### PAGE EXCERPT
***

In year 1569 after creation, Noah's sons each drew a slip from their father's robe before an angel. The world was divided and given away forever.

Curated by Arthur · Told by Maggid ·
Table of Contents
  1. The Year the World Was Parceled Out
  2. What Each Portion Contained
  3. Ham and Japheth and the Edges of the World
  4. What Noah Did After

The Year the World Was Parceled Out

In the year 1569 after the creation of the world, Noah gathered his three sons and told them the time had come to divide the earth. Not by his preference. Not by negotiation. By lot, in the presence of an angel who had come to witness it.

Each son reached into his father's bosom and drew out a slip of parchment. The slips had been inscribed before the drawing began. What came to each son came by something larger than Noah's wishes, and Noah knew it. The angel standing in the tent knew it. The sons who drew their portions knew it. The earth was not being parceled out by a patriarch exercising his authority. It was being assigned by a process that left no room for dispute because it left no room for preference.

What Each Portion Contained

Shem's portion was the middle of the earth. Not the largest. Not the richest in material resources. But the middle, the temperate center, and within it every place that would ever be called holy. Three sacred sites fell within Shem's inheritance: the Holy of Holies at the heart of the Temple, Mount Sinai at the center of the desert, and Mount Zion at what the tradition calls the navel of the earth. The Garden of Eden, the original dwelling of God with humanity, also fell within Shem's portion.

***

(Items from a collection)
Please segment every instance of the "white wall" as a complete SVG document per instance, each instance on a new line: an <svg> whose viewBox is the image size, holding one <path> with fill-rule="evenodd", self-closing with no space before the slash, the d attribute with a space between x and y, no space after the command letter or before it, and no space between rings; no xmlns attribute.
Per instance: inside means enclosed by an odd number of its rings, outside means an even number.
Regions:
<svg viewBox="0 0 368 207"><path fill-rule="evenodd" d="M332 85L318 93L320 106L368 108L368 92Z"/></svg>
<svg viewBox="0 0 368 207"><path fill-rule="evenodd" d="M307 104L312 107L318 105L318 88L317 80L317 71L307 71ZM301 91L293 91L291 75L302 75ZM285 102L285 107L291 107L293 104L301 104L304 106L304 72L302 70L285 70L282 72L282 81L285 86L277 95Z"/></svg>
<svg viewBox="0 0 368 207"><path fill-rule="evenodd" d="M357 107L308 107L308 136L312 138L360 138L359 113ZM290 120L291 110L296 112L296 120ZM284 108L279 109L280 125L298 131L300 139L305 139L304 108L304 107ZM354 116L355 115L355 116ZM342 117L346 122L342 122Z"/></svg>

***

### REQUIRED ACTIONS
A) In the excerpt on Noah dividing the earth, what did each son draw out of his father's bosom?
B) Substitute "messenger" for "angel" and write out the passage of the excerpt on Noah dividing the earth from "In the year" up to and including "room for preference.".

### THE ANSWERS
A) A slip of parchment.

B)
In the year 1569 after the creation of the world, Noah gathered his three sons and told them the time had come to divide the earth. Not by his preference. Not by negotiation. By lot, in the presence of an messenger who had come to witness it.

Each son reached into his father's bosom and drew out a slip of parchment. The slips had been inscribed before the drawing began. What came to each son came by something larger than Noah's wishes, and Noah knew it. The messenger standing in the tent knew it. The sons who drew their portions knew it. The earth was not being parceled out by a patriarch exercising his authority. It was being assigned by a process that left no room for dispute because it left no room for preference.